AIM OF THE TASK
In the excerpt on menopause in the workplace, between what ages do menopause symptoms typically appear?

DOCUMENT EXCERPT
_ _ _ _ _ _ _
Menopause In The Workplace

Menopause in the workplace

Research by BUPA concluded that almost a million workers left their jobs before the pandemic due to experiencing menopause symptoms. A further poll by Research without Borders found the primary reasons for those leaving the workforce. These included the high pressures placed on them, the lack of flexible working arrangements to manage their symptoms, and a lack of understanding from management about what they were experiencing.

All females will experience symptoms of menopause at some time, typically between the ages of 45 to 65, but a small number of women can experience them much earlier. It is therefore important that employers ensure they take steps to manage and support those workers in order to keep absences to a minimum, retain their experienced staff and avoid costly tribunal claims from any unintentional discriminatory treatment.

Menopause is a biological process which affects all females. Anyone born female will experience menopause, including those who identify differently such as trans men and non-binary people if they keep their ovaries and do not change their hormones.

Understanding the Menopause

There are many recognised symptoms of the perimenopausal stage and menopause which are extremely varied in their nature. Amongst them are joint and muscular pain, fatigue and disrupted sleep, difficulty concentrating and poor memory, hot flushes and migraines, night sweats, and hair and skin changes. Aside from physical effects, the reduced oestrogen levels can also lead to a reduction of serotonin production which results in many women experiencing increased irritability, anxiety and depression.

The majority of those going through menopause will experience some symptoms but they will fluctuate in their severity from time to time and affect everyone differently.

The complex physical and psychological symptoms can impact overall well-being and consequently have a negative impact on working life such as performance at work or increased absences.

What Should Employers Do?

It is imperative that employers provide a menopause-friendly working environment which is supportive and inclusive. This would assist employers in the competitive job market to attract good candidates and retain skilled staff.

All staff should ideally be made aware of menopause and the related symptoms so that they can support those affected by it. This should encourage open discussions in the workplace with their line manager or HR representative, and such conversations should be treated as confidential.

Additionally, employers have a legal duty to protect staff from discrimination. Currently, menopause is not a specifically protected characteristic under the Equality Act 2010 and employment tribunal claims have therefore usually been categorised as age, disability or sex discrimination under this Act. Claims of unfair dismissal have also previously been brought in connection with the menopause where employees had been dismissed in response to poor performance or attendance as a result of their symptoms disrupting their working routine.
_ _ _ _ _ _ _
[Saved data entries]
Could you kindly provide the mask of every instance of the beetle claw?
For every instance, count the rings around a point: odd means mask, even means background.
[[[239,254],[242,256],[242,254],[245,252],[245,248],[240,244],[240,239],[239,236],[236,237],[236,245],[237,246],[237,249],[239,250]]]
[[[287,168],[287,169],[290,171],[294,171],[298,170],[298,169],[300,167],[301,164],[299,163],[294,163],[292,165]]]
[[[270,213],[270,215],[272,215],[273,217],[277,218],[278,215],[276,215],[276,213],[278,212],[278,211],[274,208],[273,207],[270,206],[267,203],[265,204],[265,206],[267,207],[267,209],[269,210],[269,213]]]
_ _ _ _ _ _ _
SOLUTION TO THIS PROBLEM
Typically between the ages of 45 and 65.